### Dataset entries

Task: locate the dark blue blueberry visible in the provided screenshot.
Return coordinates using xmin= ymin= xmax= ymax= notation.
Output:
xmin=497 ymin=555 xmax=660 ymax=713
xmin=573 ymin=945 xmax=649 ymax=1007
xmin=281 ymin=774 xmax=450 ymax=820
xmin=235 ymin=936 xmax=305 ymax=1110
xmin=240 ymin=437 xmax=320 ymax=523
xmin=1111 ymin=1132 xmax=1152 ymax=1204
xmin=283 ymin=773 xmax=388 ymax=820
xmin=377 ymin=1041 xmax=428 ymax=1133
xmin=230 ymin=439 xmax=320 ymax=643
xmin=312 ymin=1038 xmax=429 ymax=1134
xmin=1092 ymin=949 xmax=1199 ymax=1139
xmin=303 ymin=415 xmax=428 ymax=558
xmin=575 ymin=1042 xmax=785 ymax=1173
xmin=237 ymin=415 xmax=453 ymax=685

######
### Dataset entries

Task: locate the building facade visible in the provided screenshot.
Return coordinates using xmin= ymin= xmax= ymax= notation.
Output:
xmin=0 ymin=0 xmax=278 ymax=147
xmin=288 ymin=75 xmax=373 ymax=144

######
### Dataset entries

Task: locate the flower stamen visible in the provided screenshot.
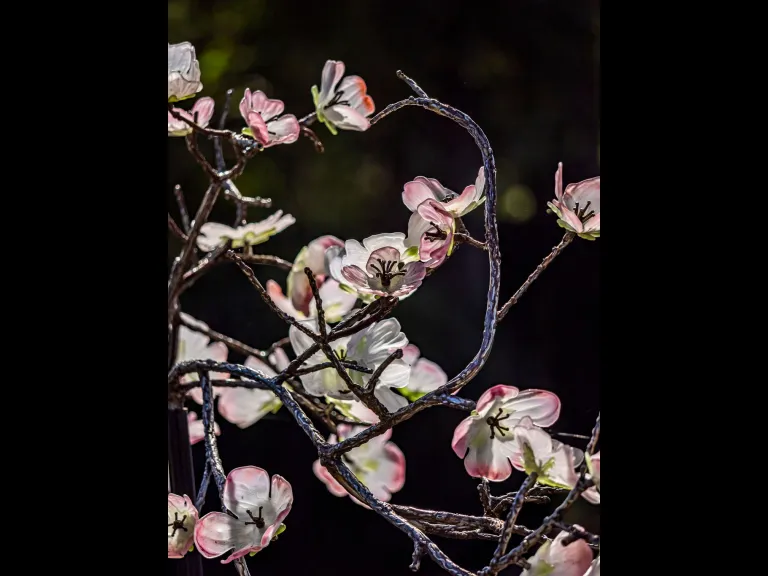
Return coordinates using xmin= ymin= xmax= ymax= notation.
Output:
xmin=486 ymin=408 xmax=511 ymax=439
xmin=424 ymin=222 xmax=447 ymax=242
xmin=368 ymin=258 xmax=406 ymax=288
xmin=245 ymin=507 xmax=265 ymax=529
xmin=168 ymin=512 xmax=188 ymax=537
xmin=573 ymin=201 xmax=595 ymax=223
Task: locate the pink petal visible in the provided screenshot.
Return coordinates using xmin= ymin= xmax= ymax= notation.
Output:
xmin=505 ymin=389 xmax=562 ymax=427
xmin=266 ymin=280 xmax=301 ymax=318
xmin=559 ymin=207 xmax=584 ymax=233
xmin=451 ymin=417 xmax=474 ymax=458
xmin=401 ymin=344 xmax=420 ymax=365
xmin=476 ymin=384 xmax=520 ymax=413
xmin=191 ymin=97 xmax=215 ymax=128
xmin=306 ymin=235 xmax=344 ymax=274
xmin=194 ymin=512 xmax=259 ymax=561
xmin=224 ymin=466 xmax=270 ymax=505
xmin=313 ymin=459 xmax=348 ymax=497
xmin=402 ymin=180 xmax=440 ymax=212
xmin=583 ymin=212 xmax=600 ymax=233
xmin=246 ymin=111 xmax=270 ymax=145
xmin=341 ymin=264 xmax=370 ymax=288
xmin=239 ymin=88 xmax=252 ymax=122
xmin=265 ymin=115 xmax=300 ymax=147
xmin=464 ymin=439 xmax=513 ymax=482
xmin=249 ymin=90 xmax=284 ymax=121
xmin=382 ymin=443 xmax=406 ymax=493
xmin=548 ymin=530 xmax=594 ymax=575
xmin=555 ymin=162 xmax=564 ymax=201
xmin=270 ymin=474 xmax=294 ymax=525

######

:: Exercise directions ::
Scan the material above for the string "provided", returning each line that contains it.

:: Reply to the task ::
Task: locate the dark blue blueberry visible in the provided screenshot.
Task: locate the building facade visible in the provided screenshot.
Task: locate the flower stamen visible in the provided screenshot.
Task: locate the pink petal visible in the provided screenshot.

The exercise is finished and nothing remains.